**Tasks**
(1) In the rail discussion below, which two countries are described as being in recession or stagnant?
(2) Decide whether each statement agrees with the rail discussion below, answering yes or no and quoting the words that settle it. (a) One commenter says subways built a century ago have been made obsolete by technology. (b) One commenter expects self-driving cars in perhaps 10 to 20 years. (c) One commenter cites Edward Glaeser's The Triumph of the City.
(3) Write the next part of the rail discussion below, picking up after its final line.

**Quoted passage**
◇ ◇ ◇
That's assuming there are no technological improvements in transportation in the long, long term. Which is, honestly, in this time and age, ridiculous.


That's assuming there are no technological improvements in transportation in the long, long term. Which is, honestly, in this time and age, ridiculous.

I understand what you're saying and you might be right. But you could just as easily have said the same thing in the 1960s ("we'll have flying cars"), and yet here we are in 2014 and the places that built and maintained mass-transit systems are on average doing better than those that haven't (Richard Florida discusses this in a couple of books; so does Edward Glaeser in The Triumph of the City.)


The countries which invested in train in the 1960s are not really doing very well as far as I can tell. Japan and France are both in recession or stagnant, and it's not like trains has replaced other means of transportations. If anything, plane carriers have become cheaper than trains now, and there's also competition from the road (bus lines). So I'm not sure, country wise, that investing in high speed trains has been very profitable for the countries involved.


We're not on the precipice of technological advancements in transportation? The physics are what they are, and most of what can be done has been. Its worth noting that, e.g., the investments into subways from a century ago still haven't been rendered obsolete by technology. We're only further along that plateau.


Subways make sense because they are short lines within the city. I'm talking about inter-city transportations. We'll soon (well, in 10-20 years maybe) have self driving cars, potentially faster planes (some are in development), maybe better train technologies even (that will probably need new lines - so you need to rebuild everything). And let's not forget that some sources of energies may get cheaper over time and change the transportation landscape as well. I wouldn't bet on "nothing changing" over the next 30-50 years.


>Subways make sense because they are short lines within the city. I'm talking about inter-city transportations. We'll soon (well, in 10-20 years maybe) have self driving cars

You're kidding right? This is not a substitute for high speed rail. Cars are SLOW.

>potentially faster planes (some are in development)

You mean like the Concorde?

>maybe better train technologies

Or maybe not. Especially since without large scale investment train technology basically doesn't go anywhere. You could have said this in the 1960s yet we're still running the same shitty passenger Amtrak lines we did back then.


> You're kidding right? This is not a substitute for high speed rail. Cars are SLOW.
◇ ◇ ◇
**Data provided**
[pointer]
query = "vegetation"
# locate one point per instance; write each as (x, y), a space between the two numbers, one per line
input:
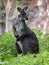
(8, 54)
◇ ◇ ◇
**Final answers**
(1) Japan and France.

(2)
(a) No: "the investments into subways from a century ago still haven't been rendered obsolete by technology."
(b) Yes: "We'll soon (well, in 10-20 years maybe) have self driving cars"
(c) Yes: "so does Edward Glaeser in The Triumph of the City."

(3)
hahaha! You forgot that trains only go to a single place, and you often have to take other transportations means after to get to where you need to be. Cars can go directly everywhere you need, and once they are automated I'm pretty sure we will see at some point motorways for automated cars where cars will go way above current speed limits AND bring you right where you have to be without moving out of the vehicle. And if you want to work during transportation, cars will be the best way to do it, really. Nobody looking over your shoulder, more space, more comfort. If you are just saving 1 or 2 hours with the train but losing much more in productivity, the calculation is quickly done.

> You mean like the Concorde?

http://www.businessinsider.com/richard-branson-supersonic-pl...


>http://www.businessinsider.com/richard-branson-supersonic-pl....

>Although he wouldn’t give a timeframe to when it could be done — hopefully “within my lifetime,”

In other words "don't hold your breath" and "I wouldn't make any long term economic decisions based upon this guys' pie in the sky notions".

The fact that this technology has regressed (can't cross the atlantic in 3 hours any more!) means that your assumption that future forms of transportation will always be better, faster and cheaper is horribly shortsighted and wrong.

You'd have told us in the 80s that we'd have something better than that by now. We don't. Actually what we have now is slower, and while planes like the A380 are more fuel efficient, isn't efficient enough to mitigate the rising cost of oil.


Sure, if you compare technology currently in commercial use to technology where prototypes are just being built (or even better, technology that Richard Branson wants to have), the latter must look shinier. Hardly surprising.

By the way, you didn't really address "Cars are SLOW" part.


> By the way, you didn't really address "Cars are SLOW" part.

Really ?

> I'm pretty sure we will see at some point motorways for automated cars where cars will go way above current speed limits


> By the way, you didn't really address "Cars are SLOW" part.

Not scientific but: Top Gear's race in Japan for example.

Car absolutely obliterated the public transportation network which included the Shinkansen (ignoring the "I turned the satnav off accidentally and lost an hour" bit).

Although hard to determine just how much Clarkson was breaking the speed limits..

But it shows that direct point to point travel can make up for slower average speed.


As others have pointed out, cars can go directly to your end destination, which trains cannot do.

But aside from that, I suspect we'll see at least a doubling of car travel speeds in the next few decades.

Speed limits are an artificial constraint in the name of fuel efficiency and safety. With automated cars, the safety limit is at a much higher speed, and even fuel efficiency can be improved with computer controlled 'trains' of cars drafting and reducing wind resistance overall (made possible by automation making the idea safe).

Still a long way from bullet trains and aircraft, but much better than car speeds today.


The physics of rolling resistance and road wear really aren't on your side re: doubling of car speeds.


There are trains with rubber wheels...anything that has to deal with grades. They are still tracked, but the advantages are a bit less. Trains support more density, I think you'll see automated cars and trains support each other.


Roads can (of course) be adjusted to deal with the wear.

When things change, things change. Highways today aren't rutted dirt wagon roads.


If we could feasibly build roads that better dealt with wear, we would do so, instead of spending hundreds of billions of dollars each year repaving them. Highways today aren't dirt wagon roads, but neither were the highways Romans were constructing two thousand years ago. Meat space technology advances slowly.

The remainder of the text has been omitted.